**RECORD EXTRACTS:**
##############################

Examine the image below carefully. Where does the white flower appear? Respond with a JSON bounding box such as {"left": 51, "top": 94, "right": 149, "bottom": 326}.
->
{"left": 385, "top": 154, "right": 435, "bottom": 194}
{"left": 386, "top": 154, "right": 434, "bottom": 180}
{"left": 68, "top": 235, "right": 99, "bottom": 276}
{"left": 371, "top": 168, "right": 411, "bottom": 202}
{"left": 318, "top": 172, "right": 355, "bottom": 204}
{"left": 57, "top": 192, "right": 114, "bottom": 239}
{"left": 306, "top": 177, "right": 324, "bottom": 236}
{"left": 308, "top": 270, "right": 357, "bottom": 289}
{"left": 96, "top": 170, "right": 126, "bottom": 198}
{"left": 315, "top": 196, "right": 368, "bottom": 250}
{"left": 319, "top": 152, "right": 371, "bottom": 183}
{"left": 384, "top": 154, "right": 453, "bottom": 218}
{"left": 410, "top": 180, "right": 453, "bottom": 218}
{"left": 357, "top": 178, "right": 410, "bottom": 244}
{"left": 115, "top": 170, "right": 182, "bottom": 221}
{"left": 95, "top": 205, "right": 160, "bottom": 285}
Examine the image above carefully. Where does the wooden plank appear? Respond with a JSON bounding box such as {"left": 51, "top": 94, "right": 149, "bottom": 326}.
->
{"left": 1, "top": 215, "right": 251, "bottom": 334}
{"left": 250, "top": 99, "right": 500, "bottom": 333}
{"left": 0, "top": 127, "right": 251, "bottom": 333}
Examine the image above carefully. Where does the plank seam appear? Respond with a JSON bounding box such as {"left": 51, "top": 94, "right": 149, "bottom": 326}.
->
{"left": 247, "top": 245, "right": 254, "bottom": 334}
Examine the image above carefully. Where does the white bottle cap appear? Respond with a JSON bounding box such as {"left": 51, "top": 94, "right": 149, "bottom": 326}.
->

##############################

**INSTRUCTIONS TO FOLLOW:** Repeat only what runs from the line holding "Examine the image above carefully. Where does the plank" to the end of the data, keeping every line exactly as written, first and last included.

**RESPONSE BOX:**
Examine the image above carefully. Where does the plank seam appear? Respond with a JSON bounding box such as {"left": 51, "top": 94, "right": 149, "bottom": 326}.
->
{"left": 247, "top": 245, "right": 254, "bottom": 334}
Examine the image above carefully. Where does the white bottle cap appear? Respond with a JSON bounding box such as {"left": 51, "top": 94, "right": 149, "bottom": 326}.
->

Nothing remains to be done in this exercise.